Como despedirse también de la gasolina y el diésel. El sector del transporte genera en torno al 17% de las emisiones alemanas. Al igual que las energéticas, sus famosos gigantes de la automoción –Mercedes-Benz, BMW, Volkswagen y Audi– han llegado tarde a la Energiewende, pero hoy comercializan veintitantos modelos de coches eléctricos. El objetivo de las autoridades es tener un millón de coches eléctricos en la red viaria alemana hacia 2020; por ahora hay unos 40.000. El problema fundamental es que los automóviles eléctricos siguen siendo demasiado caros para la mayoría de los alemanes, y el Estado no ha ofrecido incentivos serios a su adquisición: en el ámbito del transporte todavía no ha conseguido lo que en su día logró la ley Fell en el sector eléctrico.
Más de lo mismo podría decirse del sector inmobiliario: a los sistemas de calefacción corresponde el 30 % de los gases de efecto invernadero generados en Alemania. El friburgués Rolf Disch es uno de los muchos arquitectos cuyos edificios presentan un saldo neto de consumo energético casi nulo o incluso excedentario. Pero no es que Alemania construya demasiada obra nueva. «La estrategia siempre ha sido modernizar los edificios antiguos de modo que apenas usen energía y cubran la que sí consuman con renovables –me explicó Matthias Sandrock, investigador del Instituto de Hamburgo–. Esa es la estrategia, pero no es suficiente.»
En toda Alemania los edificios antiguos están en obras: se cubren con 15 centímetros de espuma aislante y se equipan con ventanas modernas. Con todo, esas reformas tan solo afectan al uno por ciento anual del parque inmobiliario. Para que en 2050 todas las edificaciones sean prácticamente neutras desde el punto de vista climático –así se enuncia el objetivo oficial–, como mínimo habría que duplicar ese ritmo de actualización. En un momento dado, explica Sandrock, el Gobierno barajó la idea de imponer por ley esas reformas a los propietarios de viviendas. La opinión pública se encargó de pinchar de inmediato ese globo sonda.
«Después de Fukushima tuvo lugar un breve período de Aufbruchstimmung; durante unos seis meses se vivió una verdadera euforia», me contó Gerd Rosenkranz. Aufbruchstimmung significa algo así como «el entusiasmo de ponerse en marcha»; es lo que siente un alemán cuando, por ejemplo, emprende una larga caminata con un grupo de amigos. Con el concierto de todos los partidos alemanes, explica este analista político, así se vivía la Energiewende. Pero la euforia fue efímera. Hoy hay intereses económicos que entran en conflicto. Según algunos alemanes, tal vez haga falta otra catástrofe como la de Fukushima para catalizar nuevos avances. «No hay mucho optimismo», dice Rosenkranz.

________

• _Tu tarea_
Indica, por favor, si cada afirmación concuerda con el texto sobre la Energiewende, respondiendo sí o no y citando literalmente las palabras del texto que lo deciden. 1. El transporte genera alrededor del 17 % de las emisiones alemanas. 2. Las reformas de edificios antiguos alcanzan cada año al cinco por ciento del parque inmobiliario. 3. El Gobierno llegó a imponer por ley las reformas a los propietarios de viviendas.

________

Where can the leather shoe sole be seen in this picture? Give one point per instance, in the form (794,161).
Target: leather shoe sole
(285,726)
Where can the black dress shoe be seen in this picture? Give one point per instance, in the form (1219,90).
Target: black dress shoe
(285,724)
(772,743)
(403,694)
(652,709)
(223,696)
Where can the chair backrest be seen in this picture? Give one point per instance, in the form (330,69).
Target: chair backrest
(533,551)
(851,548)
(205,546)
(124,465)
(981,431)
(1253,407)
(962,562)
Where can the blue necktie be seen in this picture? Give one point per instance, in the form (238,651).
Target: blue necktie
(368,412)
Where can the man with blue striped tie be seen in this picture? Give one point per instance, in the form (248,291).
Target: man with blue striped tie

________

• _Respuesta correcta_
1. Sí: «El sector del transporte genera en torno al 17% de las emisiones alemanas».
2. No: «esas reformas tan solo afectan al uno por ciento anual del parque inmobiliario».
3. No: «el Gobierno barajó la idea de imponer por ley esas reformas a los propietarios de viviendas. La opinión pública se encargó de pinchar de inmediato ese globo sonda».